## TO-DO ITEM
Tally how many lines in the records below include the string "image". Reply with the number alone.

[Saved entries]
+ + +
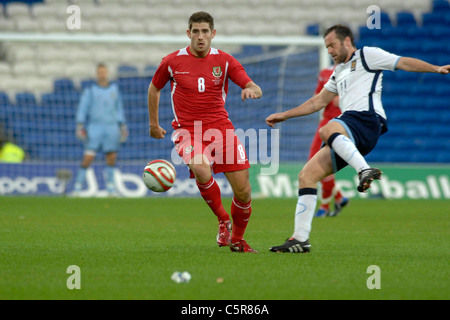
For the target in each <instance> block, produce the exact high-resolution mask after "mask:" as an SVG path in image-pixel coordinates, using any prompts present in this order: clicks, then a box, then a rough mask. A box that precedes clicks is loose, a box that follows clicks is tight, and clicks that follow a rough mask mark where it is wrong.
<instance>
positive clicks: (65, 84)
mask: <svg viewBox="0 0 450 320" xmlns="http://www.w3.org/2000/svg"><path fill="white" fill-rule="evenodd" d="M53 90H54V91H55V92H72V91H76V89H75V84H74V82H73V80H72V79H69V78H60V79H56V80H55V81H54V82H53Z"/></svg>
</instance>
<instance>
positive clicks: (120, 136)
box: [120, 124, 128, 143]
mask: <svg viewBox="0 0 450 320" xmlns="http://www.w3.org/2000/svg"><path fill="white" fill-rule="evenodd" d="M127 139H128V128H127V125H126V124H122V125H121V126H120V142H121V143H124V142H125V141H127Z"/></svg>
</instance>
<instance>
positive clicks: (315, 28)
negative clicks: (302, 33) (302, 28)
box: [306, 23, 320, 36]
mask: <svg viewBox="0 0 450 320" xmlns="http://www.w3.org/2000/svg"><path fill="white" fill-rule="evenodd" d="M319 32H320V25H319V24H318V23H314V24H309V25H307V26H306V34H307V35H310V36H318V35H319Z"/></svg>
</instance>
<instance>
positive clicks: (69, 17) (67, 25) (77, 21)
mask: <svg viewBox="0 0 450 320" xmlns="http://www.w3.org/2000/svg"><path fill="white" fill-rule="evenodd" d="M66 13H67V14H70V16H69V17H68V18H67V20H66V26H67V29H69V30H80V29H81V9H80V7H79V6H77V5H75V4H74V5H71V6H68V7H67V9H66Z"/></svg>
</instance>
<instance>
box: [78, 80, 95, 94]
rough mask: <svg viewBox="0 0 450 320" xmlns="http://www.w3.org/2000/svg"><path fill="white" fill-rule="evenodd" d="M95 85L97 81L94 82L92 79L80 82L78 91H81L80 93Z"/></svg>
mask: <svg viewBox="0 0 450 320" xmlns="http://www.w3.org/2000/svg"><path fill="white" fill-rule="evenodd" d="M96 83H97V81H96V80H94V79H84V80H81V82H80V89H81V91H83V90H84V89H86V88H89V87H91V86H93V85H94V84H96Z"/></svg>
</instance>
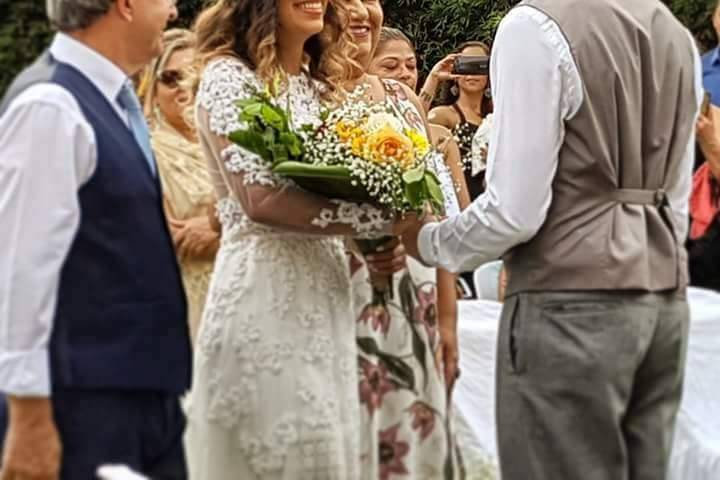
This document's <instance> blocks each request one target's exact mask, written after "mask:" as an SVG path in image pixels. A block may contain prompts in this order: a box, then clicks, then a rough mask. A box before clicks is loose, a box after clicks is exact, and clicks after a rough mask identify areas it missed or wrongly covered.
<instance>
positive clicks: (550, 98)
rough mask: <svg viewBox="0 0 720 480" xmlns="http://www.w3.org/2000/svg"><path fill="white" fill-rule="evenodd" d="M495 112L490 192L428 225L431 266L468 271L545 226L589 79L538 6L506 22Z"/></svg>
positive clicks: (493, 120) (495, 98) (421, 242)
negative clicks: (588, 79)
mask: <svg viewBox="0 0 720 480" xmlns="http://www.w3.org/2000/svg"><path fill="white" fill-rule="evenodd" d="M491 77H492V79H493V100H494V102H495V113H494V116H493V117H494V118H493V133H492V136H491V141H490V152H489V156H488V166H487V177H486V179H487V191H486V192H485V193H484V194H483V195H482V196H480V197H478V198H477V199H476V200H475V201H474V202H473V204H472V205H471V206H470V207H469V208H467V209H466V210H465V211H464V212H463V213H461V214H460V215H457V216H455V217H453V218H449V219H447V220H445V221H444V222H442V223H437V224H429V225H427V226H425V227H424V228H423V229H422V230H421V232H420V237H419V240H418V242H419V249H420V254H421V256H422V258H423V261H424V262H425V263H427V264H428V265H432V266H438V267H443V268H445V269H447V270H450V271H452V272H458V271H469V270H473V269H475V268H477V267H478V266H480V265H482V264H484V263H486V262H489V261H493V260H495V259H497V258H499V257H500V256H502V255H503V254H504V253H505V252H506V251H508V250H509V249H511V248H512V247H514V246H516V245H518V244H520V243H523V242H525V241H528V240H529V239H531V238H532V237H533V236H534V235H535V234H536V233H537V231H538V230H539V229H540V227H541V226H542V224H543V223H544V221H545V218H546V215H547V211H548V208H549V207H550V202H551V200H552V181H553V179H554V177H555V172H556V169H557V164H558V155H559V152H560V148H561V146H562V144H563V141H564V136H565V131H564V121H565V120H566V119H568V118H571V117H572V116H573V115H574V114H575V113H576V112H577V110H578V109H579V108H580V105H581V104H582V80H581V79H580V76H579V73H578V70H577V67H576V66H575V63H574V60H573V59H572V55H571V53H570V47H569V45H568V44H567V41H566V40H565V38H564V37H563V35H562V33H561V31H560V29H559V27H558V25H557V24H556V23H555V22H554V21H552V20H551V19H549V18H548V17H547V16H546V15H544V14H543V13H541V12H539V11H538V10H536V9H533V8H531V7H518V8H516V9H514V10H513V11H511V13H510V14H509V15H508V16H507V17H506V18H505V19H504V20H503V21H502V23H501V25H500V28H499V29H498V33H497V37H496V40H495V46H494V50H493V55H492V60H491Z"/></svg>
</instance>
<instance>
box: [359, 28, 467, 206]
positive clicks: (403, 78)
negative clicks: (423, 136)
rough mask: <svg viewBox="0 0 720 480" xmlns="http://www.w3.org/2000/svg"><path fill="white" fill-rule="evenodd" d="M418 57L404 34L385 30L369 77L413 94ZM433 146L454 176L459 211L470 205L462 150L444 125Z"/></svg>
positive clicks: (431, 135) (415, 82) (440, 128)
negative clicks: (458, 147) (396, 82)
mask: <svg viewBox="0 0 720 480" xmlns="http://www.w3.org/2000/svg"><path fill="white" fill-rule="evenodd" d="M417 63H418V62H417V54H416V52H415V46H414V45H413V43H412V41H411V40H410V39H409V38H408V37H407V35H405V34H404V33H403V32H402V31H400V30H398V29H396V28H392V27H383V29H382V31H381V32H380V40H379V43H378V46H377V49H376V50H375V54H374V56H373V59H372V61H371V62H370V66H369V67H368V73H370V74H373V75H377V76H378V77H379V78H389V79H392V80H397V81H398V82H401V83H404V84H405V85H407V86H408V87H410V89H411V90H412V91H413V92H414V91H415V90H416V89H417V83H418V70H417ZM430 136H431V138H432V142H433V144H434V145H435V146H436V147H438V149H439V150H440V151H441V152H442V153H443V155H444V157H445V163H446V164H447V166H448V168H449V169H450V172H451V174H452V177H453V180H454V182H455V186H456V195H457V197H458V203H459V205H460V209H464V208H465V207H467V206H468V205H470V196H469V193H468V190H467V185H466V183H465V179H464V177H463V169H462V163H461V158H460V150H459V148H458V145H457V142H456V141H455V139H454V138H453V135H452V132H451V131H450V130H448V129H447V128H446V127H443V126H442V125H436V124H431V125H430Z"/></svg>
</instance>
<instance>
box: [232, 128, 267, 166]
mask: <svg viewBox="0 0 720 480" xmlns="http://www.w3.org/2000/svg"><path fill="white" fill-rule="evenodd" d="M228 138H229V139H230V141H231V142H233V143H234V144H236V145H239V146H241V147H242V148H244V149H245V150H248V151H249V152H252V153H254V154H256V155H260V157H262V158H263V160H266V161H271V160H272V154H271V153H270V151H269V150H268V149H267V147H266V146H265V141H264V139H263V136H262V135H261V134H260V133H258V132H254V131H249V130H238V131H235V132H232V133H231V134H230V135H229V136H228Z"/></svg>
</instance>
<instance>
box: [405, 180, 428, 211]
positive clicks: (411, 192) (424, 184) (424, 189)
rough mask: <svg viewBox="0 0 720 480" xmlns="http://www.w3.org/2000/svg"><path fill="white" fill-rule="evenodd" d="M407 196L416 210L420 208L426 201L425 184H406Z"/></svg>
mask: <svg viewBox="0 0 720 480" xmlns="http://www.w3.org/2000/svg"><path fill="white" fill-rule="evenodd" d="M405 196H406V197H407V199H408V202H409V203H410V205H411V206H412V207H413V208H414V209H417V208H420V207H421V206H422V204H423V202H424V200H425V184H424V183H423V182H413V183H406V184H405Z"/></svg>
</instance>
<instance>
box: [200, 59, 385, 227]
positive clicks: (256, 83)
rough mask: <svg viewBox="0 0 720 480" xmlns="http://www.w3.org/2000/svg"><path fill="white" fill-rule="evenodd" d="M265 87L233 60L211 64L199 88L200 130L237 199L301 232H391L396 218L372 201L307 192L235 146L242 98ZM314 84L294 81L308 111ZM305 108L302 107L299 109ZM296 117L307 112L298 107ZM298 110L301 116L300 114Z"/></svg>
mask: <svg viewBox="0 0 720 480" xmlns="http://www.w3.org/2000/svg"><path fill="white" fill-rule="evenodd" d="M253 88H262V86H261V85H260V82H259V81H258V79H257V77H256V76H255V74H254V73H253V72H252V71H251V70H250V69H248V68H247V67H246V66H245V65H244V64H242V63H240V61H238V60H235V59H230V58H224V59H220V60H216V61H215V62H213V63H211V64H209V65H208V67H207V68H206V70H205V72H204V73H203V78H202V81H201V84H200V89H199V91H198V98H197V105H198V109H197V110H198V114H197V122H198V130H199V133H200V137H201V142H202V143H203V145H204V146H205V151H206V155H208V157H211V158H208V162H209V163H210V164H211V167H212V166H214V167H215V168H216V169H217V170H218V171H219V173H220V175H221V176H222V178H223V181H224V183H225V187H226V188H225V189H224V190H225V191H226V192H229V194H230V195H232V196H233V197H235V198H236V199H237V200H238V201H239V202H240V204H241V205H242V209H243V211H244V213H245V215H247V216H248V217H249V218H250V219H251V220H252V221H254V222H257V223H261V224H265V225H269V226H272V227H275V228H279V229H283V230H288V231H292V232H298V233H306V234H319V235H349V236H354V237H358V238H375V237H380V236H383V235H387V234H389V233H390V232H391V230H392V222H391V219H390V217H389V215H387V214H386V213H384V212H383V211H381V210H378V209H377V208H375V207H373V206H371V205H356V204H352V203H347V202H342V201H338V200H328V199H326V198H323V197H320V196H318V195H314V194H312V193H309V192H306V191H304V190H302V189H300V188H298V187H297V186H295V185H294V184H293V183H292V182H290V181H287V180H285V179H283V178H281V177H279V176H277V175H275V174H274V173H272V171H271V170H270V169H269V167H268V166H267V165H266V164H265V161H264V160H263V159H262V158H261V157H259V156H258V155H255V154H253V153H252V152H249V151H247V150H245V149H244V148H242V147H240V146H238V145H235V144H232V143H231V142H230V141H229V140H228V139H227V136H228V135H229V134H230V133H231V132H233V131H235V130H237V129H240V128H243V125H242V122H240V120H239V118H238V117H239V116H238V109H237V107H236V106H235V104H236V102H237V101H238V100H241V99H242V98H244V97H245V96H247V95H249V93H250V92H251V91H252V89H253ZM315 91H316V90H315V89H314V87H312V83H311V82H304V83H303V82H297V83H295V84H293V83H291V90H290V91H289V92H288V93H287V94H288V95H294V96H295V98H296V99H298V98H303V97H304V98H303V100H304V101H302V102H291V103H292V104H296V105H298V106H302V108H304V109H306V108H307V107H308V105H311V104H312V103H313V102H315V103H316V104H317V105H318V106H319V103H317V102H319V99H317V95H316V94H315V93H314V92H315ZM299 108H300V107H299ZM292 113H293V117H302V115H303V113H304V114H305V115H307V112H295V111H293V112H292ZM296 113H297V115H296Z"/></svg>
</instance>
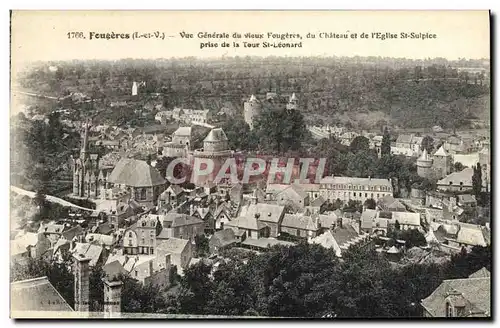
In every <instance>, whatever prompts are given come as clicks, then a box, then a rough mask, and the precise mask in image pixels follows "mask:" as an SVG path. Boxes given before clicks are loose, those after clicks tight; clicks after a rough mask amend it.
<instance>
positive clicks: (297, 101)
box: [286, 92, 299, 110]
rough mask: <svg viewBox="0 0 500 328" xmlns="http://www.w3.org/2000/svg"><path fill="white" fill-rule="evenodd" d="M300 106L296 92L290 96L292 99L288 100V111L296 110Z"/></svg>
mask: <svg viewBox="0 0 500 328" xmlns="http://www.w3.org/2000/svg"><path fill="white" fill-rule="evenodd" d="M298 104H299V100H298V99H297V96H296V95H295V92H294V93H293V94H292V95H291V96H290V99H289V100H288V104H287V105H286V109H288V110H296V109H297V106H298Z"/></svg>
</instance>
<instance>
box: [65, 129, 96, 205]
mask: <svg viewBox="0 0 500 328" xmlns="http://www.w3.org/2000/svg"><path fill="white" fill-rule="evenodd" d="M89 129H90V120H87V122H85V126H84V131H83V135H82V147H81V149H80V156H79V157H74V156H71V159H72V164H73V195H74V196H77V197H90V196H91V194H94V195H95V196H97V193H98V192H97V189H98V179H97V175H98V174H99V173H98V169H99V156H98V154H91V153H90V152H89Z"/></svg>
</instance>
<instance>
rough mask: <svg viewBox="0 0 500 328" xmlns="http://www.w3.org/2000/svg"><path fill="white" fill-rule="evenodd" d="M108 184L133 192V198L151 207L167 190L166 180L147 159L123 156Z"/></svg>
mask: <svg viewBox="0 0 500 328" xmlns="http://www.w3.org/2000/svg"><path fill="white" fill-rule="evenodd" d="M107 182H108V184H109V185H110V186H111V187H112V186H115V187H116V186H117V187H119V188H120V189H123V190H127V191H129V192H130V193H131V197H132V199H133V200H135V201H137V202H138V203H139V204H141V205H143V206H146V207H150V206H152V205H153V204H155V203H156V201H157V199H158V196H159V195H160V194H161V193H162V192H163V191H164V190H165V185H166V181H165V179H164V178H163V177H162V176H161V174H160V172H158V170H157V169H155V168H154V167H152V166H151V165H149V164H148V163H146V162H145V161H141V160H136V159H131V158H122V159H120V161H119V162H118V163H117V164H116V166H115V168H114V169H113V171H112V172H111V174H110V175H109V177H108V180H107Z"/></svg>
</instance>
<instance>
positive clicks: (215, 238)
mask: <svg viewBox="0 0 500 328" xmlns="http://www.w3.org/2000/svg"><path fill="white" fill-rule="evenodd" d="M234 236H235V235H234V231H233V229H224V230H221V231H217V232H216V233H214V235H213V236H212V238H210V240H212V239H217V240H219V244H220V245H221V246H226V245H229V244H232V243H234V242H235V241H236V240H235V238H234Z"/></svg>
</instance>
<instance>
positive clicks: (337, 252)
mask: <svg viewBox="0 0 500 328" xmlns="http://www.w3.org/2000/svg"><path fill="white" fill-rule="evenodd" d="M309 243H312V244H318V245H321V246H323V247H324V248H331V249H333V250H334V252H335V255H336V256H339V257H340V256H341V254H342V250H341V248H340V246H339V244H338V243H337V241H336V240H335V237H333V235H332V233H331V231H330V230H328V231H325V232H324V233H322V234H321V235H319V236H316V237H314V238H312V239H311V240H310V242H309Z"/></svg>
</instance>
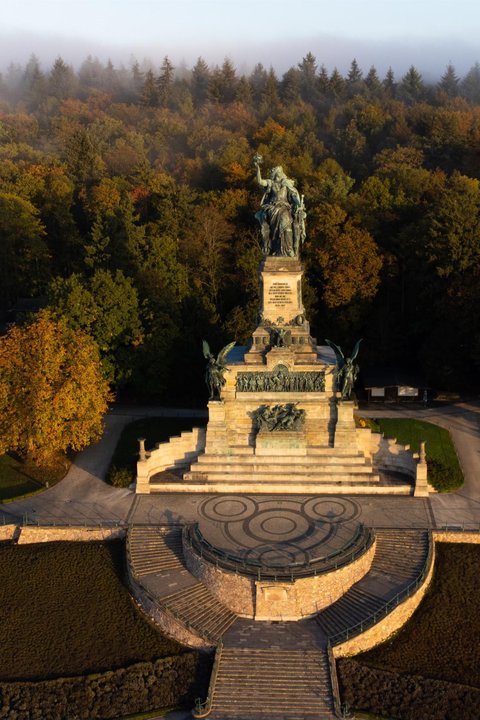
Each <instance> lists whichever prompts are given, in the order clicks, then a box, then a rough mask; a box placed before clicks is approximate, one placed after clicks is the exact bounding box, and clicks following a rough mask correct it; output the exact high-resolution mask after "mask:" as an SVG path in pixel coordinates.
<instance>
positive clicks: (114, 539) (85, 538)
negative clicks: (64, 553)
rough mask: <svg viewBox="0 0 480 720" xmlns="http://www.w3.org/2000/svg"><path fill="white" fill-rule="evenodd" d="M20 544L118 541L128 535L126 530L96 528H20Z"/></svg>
mask: <svg viewBox="0 0 480 720" xmlns="http://www.w3.org/2000/svg"><path fill="white" fill-rule="evenodd" d="M19 530H20V537H19V538H18V544H19V545H23V544H26V543H39V542H65V541H74V542H91V541H101V540H117V539H119V538H124V537H125V536H126V534H127V531H126V529H125V528H98V527H97V528H95V527H67V528H59V527H20V528H19Z"/></svg>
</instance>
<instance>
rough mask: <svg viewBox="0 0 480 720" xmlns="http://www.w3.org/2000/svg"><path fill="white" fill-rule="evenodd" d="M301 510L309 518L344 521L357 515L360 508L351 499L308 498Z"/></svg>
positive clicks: (352, 518)
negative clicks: (302, 507) (308, 499)
mask: <svg viewBox="0 0 480 720" xmlns="http://www.w3.org/2000/svg"><path fill="white" fill-rule="evenodd" d="M302 509H303V512H304V513H305V515H306V516H307V517H308V518H310V519H311V520H323V521H324V522H329V523H344V522H347V521H348V520H353V519H354V518H356V517H357V516H358V515H359V512H360V509H359V507H358V505H357V504H356V503H355V502H353V501H352V500H347V499H344V498H310V499H309V500H307V501H306V502H305V503H304V504H303V508H302Z"/></svg>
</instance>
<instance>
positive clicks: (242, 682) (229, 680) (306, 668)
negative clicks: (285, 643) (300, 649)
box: [210, 648, 333, 720]
mask: <svg viewBox="0 0 480 720" xmlns="http://www.w3.org/2000/svg"><path fill="white" fill-rule="evenodd" d="M331 713H332V695H331V687H330V678H329V673H328V669H327V663H326V657H325V654H324V653H323V652H322V651H316V650H312V651H309V650H294V649H291V650H288V651H281V650H273V649H272V650H256V649H255V650H254V649H246V648H229V649H224V650H223V652H222V655H221V659H220V664H219V668H218V674H217V682H216V686H215V689H214V692H213V707H212V714H211V716H210V717H211V718H212V719H213V720H215V719H216V718H227V717H232V718H238V719H239V718H244V717H252V718H254V717H270V718H275V720H277V719H278V718H285V719H286V720H296V719H297V718H305V717H316V718H332V717H333V715H332V714H331Z"/></svg>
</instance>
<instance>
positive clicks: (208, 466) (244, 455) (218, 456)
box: [195, 453, 367, 468]
mask: <svg viewBox="0 0 480 720" xmlns="http://www.w3.org/2000/svg"><path fill="white" fill-rule="evenodd" d="M366 462H367V461H366V459H365V457H364V456H363V455H360V454H358V453H357V454H352V455H346V454H343V455H309V454H307V455H302V456H300V457H299V456H297V455H282V457H281V458H280V457H278V455H277V456H273V457H272V456H267V455H200V456H199V457H198V460H197V462H196V463H195V466H197V465H198V466H202V467H203V466H208V467H210V466H218V465H220V466H222V467H227V466H228V467H229V466H233V467H235V468H236V467H237V466H242V467H246V466H250V465H254V466H257V465H258V466H262V465H268V466H277V465H278V466H280V467H281V466H282V465H295V466H297V465H305V466H309V465H315V466H318V467H322V466H329V465H342V466H345V465H348V466H350V465H365V463H366Z"/></svg>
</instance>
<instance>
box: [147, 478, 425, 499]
mask: <svg viewBox="0 0 480 720" xmlns="http://www.w3.org/2000/svg"><path fill="white" fill-rule="evenodd" d="M299 477H300V478H301V476H299ZM371 478H372V482H354V481H344V480H338V481H334V480H333V479H331V478H330V479H322V480H315V481H314V482H311V481H308V482H307V481H305V480H304V479H303V478H302V479H301V482H302V488H301V492H302V494H303V495H312V494H313V495H315V494H317V493H322V494H339V495H349V494H351V495H372V494H375V495H411V494H412V486H411V484H403V483H399V484H398V485H392V484H383V483H382V484H380V482H379V478H378V476H375V475H373V476H371ZM298 482H299V478H295V477H294V476H292V477H291V478H290V481H288V480H284V481H283V482H281V481H278V482H277V481H275V482H272V481H269V482H265V481H262V482H260V481H257V480H254V481H252V480H251V481H244V482H243V483H242V486H241V488H239V483H238V482H236V481H235V480H234V479H232V478H226V479H225V478H224V479H217V478H216V479H215V481H213V480H212V481H208V479H207V478H205V477H203V478H196V479H189V478H188V474H187V473H186V474H185V475H184V476H183V479H180V478H179V479H178V480H176V481H170V480H168V481H162V480H161V479H159V478H152V481H151V482H150V492H151V493H156V492H162V493H168V492H174V493H178V492H184V493H222V494H223V493H225V494H230V493H235V494H237V493H238V492H239V490H240V489H241V492H244V493H253V494H255V493H262V494H272V495H283V494H285V493H286V492H292V493H298V491H299V488H298Z"/></svg>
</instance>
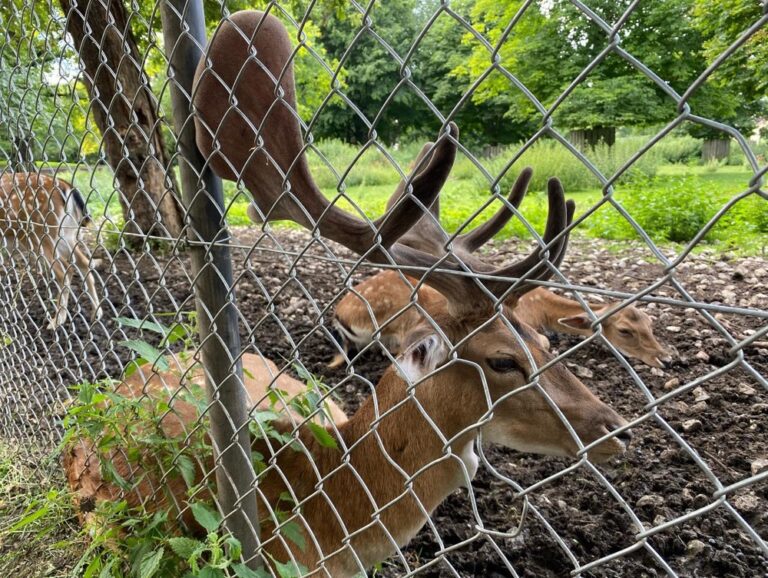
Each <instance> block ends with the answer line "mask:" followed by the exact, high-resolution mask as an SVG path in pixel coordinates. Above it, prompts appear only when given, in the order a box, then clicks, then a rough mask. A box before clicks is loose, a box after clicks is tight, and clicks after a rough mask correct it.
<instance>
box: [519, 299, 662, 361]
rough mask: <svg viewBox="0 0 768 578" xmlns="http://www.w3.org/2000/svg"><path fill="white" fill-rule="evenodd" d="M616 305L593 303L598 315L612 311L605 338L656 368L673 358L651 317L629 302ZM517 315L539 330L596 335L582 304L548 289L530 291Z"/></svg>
+ + +
## TASK RESULT
3